- ASSIGNMENT: From the line that contains "Reviewer note: every instance of the pink" to the last line of the entries, write each line out exactly; include both ends and nothing else.

- RECORDS SHOWN:

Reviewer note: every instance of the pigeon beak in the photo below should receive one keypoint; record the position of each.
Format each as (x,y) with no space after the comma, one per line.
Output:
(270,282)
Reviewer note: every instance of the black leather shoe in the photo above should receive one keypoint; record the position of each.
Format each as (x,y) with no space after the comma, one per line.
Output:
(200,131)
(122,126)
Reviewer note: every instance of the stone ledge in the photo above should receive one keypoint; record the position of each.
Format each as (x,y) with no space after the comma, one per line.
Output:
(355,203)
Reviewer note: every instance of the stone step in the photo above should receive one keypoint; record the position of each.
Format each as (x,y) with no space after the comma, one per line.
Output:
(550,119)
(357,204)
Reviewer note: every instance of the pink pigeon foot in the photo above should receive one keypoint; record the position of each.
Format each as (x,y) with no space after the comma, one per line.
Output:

- SOLUTION BELOW:
Reviewer note: every instance of the pink pigeon foot in the photo above should receive one keypoint; record the position of each.
Format each as (x,y) with no space after the comma, one per line.
Output:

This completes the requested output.